**SOURCE DATA**
• • • •

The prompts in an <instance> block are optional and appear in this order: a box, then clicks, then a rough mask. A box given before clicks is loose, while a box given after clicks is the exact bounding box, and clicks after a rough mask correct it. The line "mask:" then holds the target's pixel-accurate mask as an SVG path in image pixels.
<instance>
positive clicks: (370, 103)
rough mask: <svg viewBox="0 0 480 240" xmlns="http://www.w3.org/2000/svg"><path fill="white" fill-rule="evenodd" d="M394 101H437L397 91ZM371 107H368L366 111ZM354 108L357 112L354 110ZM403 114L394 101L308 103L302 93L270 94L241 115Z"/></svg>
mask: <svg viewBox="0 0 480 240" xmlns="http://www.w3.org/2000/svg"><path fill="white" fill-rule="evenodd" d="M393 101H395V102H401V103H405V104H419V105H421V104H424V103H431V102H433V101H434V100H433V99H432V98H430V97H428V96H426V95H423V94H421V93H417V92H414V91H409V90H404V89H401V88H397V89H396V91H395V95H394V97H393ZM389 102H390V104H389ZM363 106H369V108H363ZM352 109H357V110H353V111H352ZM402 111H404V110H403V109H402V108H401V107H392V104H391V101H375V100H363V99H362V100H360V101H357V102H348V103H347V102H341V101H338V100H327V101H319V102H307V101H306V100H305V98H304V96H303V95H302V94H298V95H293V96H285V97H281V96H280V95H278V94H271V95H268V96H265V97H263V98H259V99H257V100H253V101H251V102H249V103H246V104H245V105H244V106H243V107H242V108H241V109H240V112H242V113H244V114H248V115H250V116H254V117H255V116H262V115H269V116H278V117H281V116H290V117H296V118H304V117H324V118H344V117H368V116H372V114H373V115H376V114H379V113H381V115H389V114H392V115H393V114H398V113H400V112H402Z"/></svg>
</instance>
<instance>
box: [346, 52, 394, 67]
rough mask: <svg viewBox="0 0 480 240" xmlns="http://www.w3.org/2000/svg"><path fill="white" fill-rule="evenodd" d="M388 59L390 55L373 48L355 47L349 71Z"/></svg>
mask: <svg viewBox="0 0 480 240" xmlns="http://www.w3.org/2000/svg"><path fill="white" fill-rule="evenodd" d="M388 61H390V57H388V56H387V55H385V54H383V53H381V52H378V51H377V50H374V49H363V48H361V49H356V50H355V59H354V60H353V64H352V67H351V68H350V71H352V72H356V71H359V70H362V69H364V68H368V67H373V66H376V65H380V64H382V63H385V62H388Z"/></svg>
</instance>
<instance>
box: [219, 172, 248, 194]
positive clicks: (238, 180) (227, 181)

• • • •

**WHAT IS EXPECTED**
Each entry is to be retyped exactly as it appears.

**ANSWER SECTION**
The prompts in an <instance> block are optional and appear in this order: a box, then clicks, then a rough mask. A box given before clicks is loose, while a box given after clicks is the exact bounding box, and clicks after a rough mask correct it. The line "mask:" then holds the target's pixel-accurate mask as an SVG path in image pixels.
<instance>
positive clicks: (370, 103)
rough mask: <svg viewBox="0 0 480 240" xmlns="http://www.w3.org/2000/svg"><path fill="white" fill-rule="evenodd" d="M394 101H437L397 91ZM371 107H368L366 111ZM354 108L357 112L354 110ZM403 114L394 101L308 103L302 93L270 94L241 115Z"/></svg>
mask: <svg viewBox="0 0 480 240" xmlns="http://www.w3.org/2000/svg"><path fill="white" fill-rule="evenodd" d="M393 101H395V102H401V103H405V104H419V105H421V104H424V103H431V102H433V101H434V100H433V99H432V98H430V97H428V96H426V95H423V94H421V93H417V92H414V91H409V90H404V89H401V88H397V89H396V91H395V95H394V97H393ZM389 102H390V104H389ZM363 106H369V108H363ZM352 109H357V110H353V111H352ZM402 111H404V110H403V109H402V108H401V107H392V104H391V101H375V100H363V99H362V100H360V101H357V102H348V103H347V102H341V101H338V100H327V101H319V102H307V101H306V100H305V98H304V96H303V95H302V94H298V95H293V96H285V97H281V96H280V95H278V94H271V95H268V96H265V97H263V98H259V99H257V100H253V101H251V102H249V103H246V104H245V105H244V106H243V107H242V108H241V109H240V112H242V113H244V114H248V115H250V116H254V117H255V116H262V115H269V116H278V117H281V116H290V117H296V118H304V117H324V118H344V117H368V116H372V114H373V115H376V114H379V113H381V115H389V114H392V115H393V114H398V113H400V112H402Z"/></svg>
</instance>
<instance>
box: [346, 52, 394, 67]
rough mask: <svg viewBox="0 0 480 240" xmlns="http://www.w3.org/2000/svg"><path fill="white" fill-rule="evenodd" d="M388 59L390 55L373 48L355 47L349 71Z"/></svg>
mask: <svg viewBox="0 0 480 240" xmlns="http://www.w3.org/2000/svg"><path fill="white" fill-rule="evenodd" d="M388 61H390V57H388V56H387V55H385V54H383V53H381V52H378V51H377V50H374V49H363V48H361V49H356V50H355V59H354V60H353V64H352V67H351V68H350V71H352V72H356V71H359V70H362V69H364V68H368V67H373V66H376V65H380V64H382V63H385V62H388Z"/></svg>
</instance>
<instance>
box: [219, 172, 248, 194]
positive clicks: (238, 180) (227, 181)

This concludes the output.